In the text on Cathay Pacific's sustainable fuel commitment, list every stakeholder group the chief executive calls on for support.

** Provided text follows **

Sustainable Fuel Commitment

Studying Fuel
(PHOTO: Cathay Pacific)

Cathay Pacific also announced that it plans to use Sustainable Aviation Fuel (SAF) for 10 percent of its total fuel consumption by 2030. Cathay Pacific has made efforts in supporting SAF development for more than a decade. In 2014, it was the first airline investor in Fulcrum BioEnergy, from which the airline has already committed to purchasing 1.1 million tonnes of SAF over 10 years, which will cover around 2 percent of its pre-COVID-19 fuel requirements on an annual basis. Cathay Pacific expects to begin taking delivery of SAF produced by Fulcrum and using it on a wider basis for its flights departing the US from 2024 onwards, when Fulcrum can scale up its production. 

Chief Executive Officer Augustus Tang said, “The use of Sustainable Aviation Fuel (SAF) is key to decarbonising our operations over the next few decades. Cathay Pacific already has a head start in this space with our investment and offtake agreement with Fulcrum BioEnergy. Our new commitment to have SAF comprise 10 percent of our total fuel consumption by 2030 is a clear signal of our determination to achieve our net-zero emissions target and to be a leader in the fight against climate change. The ability to achieve this target does not rest with airlines alone. We are calling on support from various stakeholder groups to help make it a reality, from policy makers, the energy sector, aircraft and engine manufacturers, and even our customers, who are keen to reduce their carbon footprint. Only by joining hands can we meet this ambitious goal together.” 

Cathay Pacific is undertaking a multi-pronged approach towards a green recovery and long-term transition towards net-zero carbon emissions. Apart from its increased usage of SAF, other key components of Cathay Pacific’s carbon reduction roadmap include fleet modernisation, operational efficiency improvements, aviation and carbon capture technology innovations, and carbon offsets through its Fly Greener programme – which has offset over 300,000 tonnes of carbon emissions since 2007. Additionally, Cathay Pacific has already pledged to cut its absolute ground emissions by 32 percent from the 2018 baseline by 2030, through enhancing energy-saving measures and exploring renewable energy options in its premises and ground operations.

** End of Provided text **
** Data supplied follows **

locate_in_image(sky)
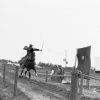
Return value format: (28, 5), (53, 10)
(0, 0), (100, 69)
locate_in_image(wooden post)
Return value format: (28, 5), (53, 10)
(46, 71), (48, 82)
(80, 75), (84, 95)
(3, 64), (6, 83)
(13, 66), (19, 96)
(70, 70), (79, 100)
(86, 79), (89, 90)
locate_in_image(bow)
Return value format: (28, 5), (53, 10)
(37, 34), (44, 60)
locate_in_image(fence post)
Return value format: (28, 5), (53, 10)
(86, 79), (89, 90)
(46, 71), (48, 82)
(3, 64), (6, 83)
(13, 66), (19, 96)
(80, 75), (84, 95)
(70, 70), (80, 100)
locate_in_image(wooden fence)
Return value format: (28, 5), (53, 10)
(3, 64), (100, 100)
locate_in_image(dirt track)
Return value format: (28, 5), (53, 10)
(0, 66), (69, 100)
(0, 65), (100, 100)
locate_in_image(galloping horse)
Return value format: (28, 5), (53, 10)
(20, 59), (37, 79)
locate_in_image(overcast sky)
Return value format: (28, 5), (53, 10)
(0, 0), (100, 69)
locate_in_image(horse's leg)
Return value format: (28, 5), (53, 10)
(25, 70), (27, 77)
(21, 68), (24, 75)
(33, 64), (38, 76)
(28, 70), (31, 80)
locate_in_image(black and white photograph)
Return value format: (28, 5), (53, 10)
(0, 0), (100, 100)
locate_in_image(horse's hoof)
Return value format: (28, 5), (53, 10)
(35, 74), (38, 77)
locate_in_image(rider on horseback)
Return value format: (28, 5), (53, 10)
(22, 44), (42, 76)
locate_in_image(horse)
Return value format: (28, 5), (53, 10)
(20, 59), (37, 79)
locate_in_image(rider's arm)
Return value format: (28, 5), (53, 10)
(34, 48), (42, 51)
(23, 46), (28, 50)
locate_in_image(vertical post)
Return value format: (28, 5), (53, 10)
(80, 75), (84, 95)
(86, 79), (89, 90)
(13, 66), (19, 96)
(3, 64), (6, 83)
(65, 50), (67, 67)
(46, 71), (48, 82)
(70, 70), (79, 100)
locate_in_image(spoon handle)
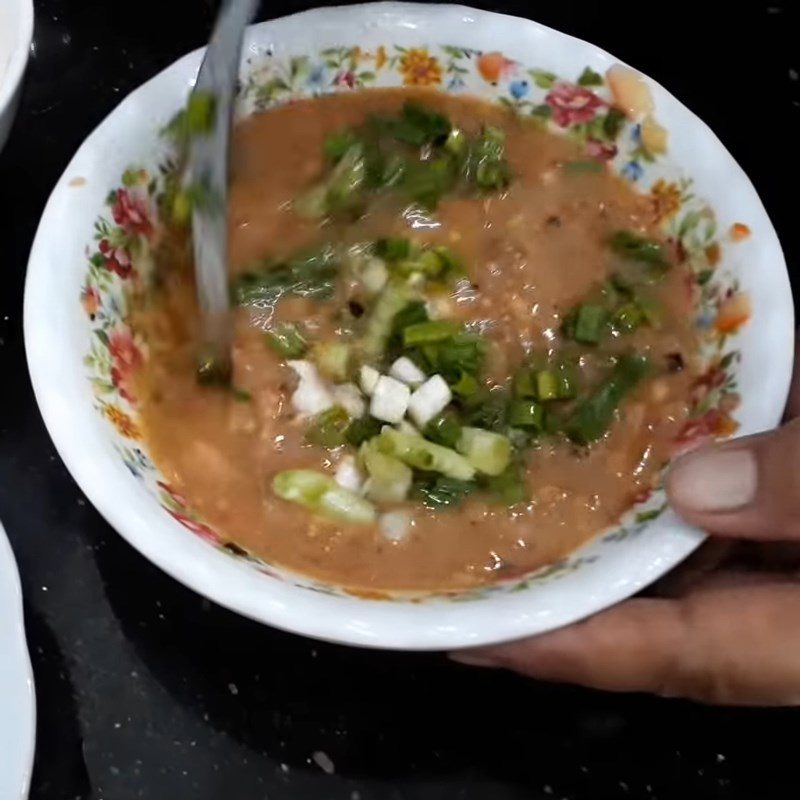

** End of Data supplied **

* _Answer below_:
- Policy makers
- The energy sector
- Aircraft and engine manufacturers
- Customers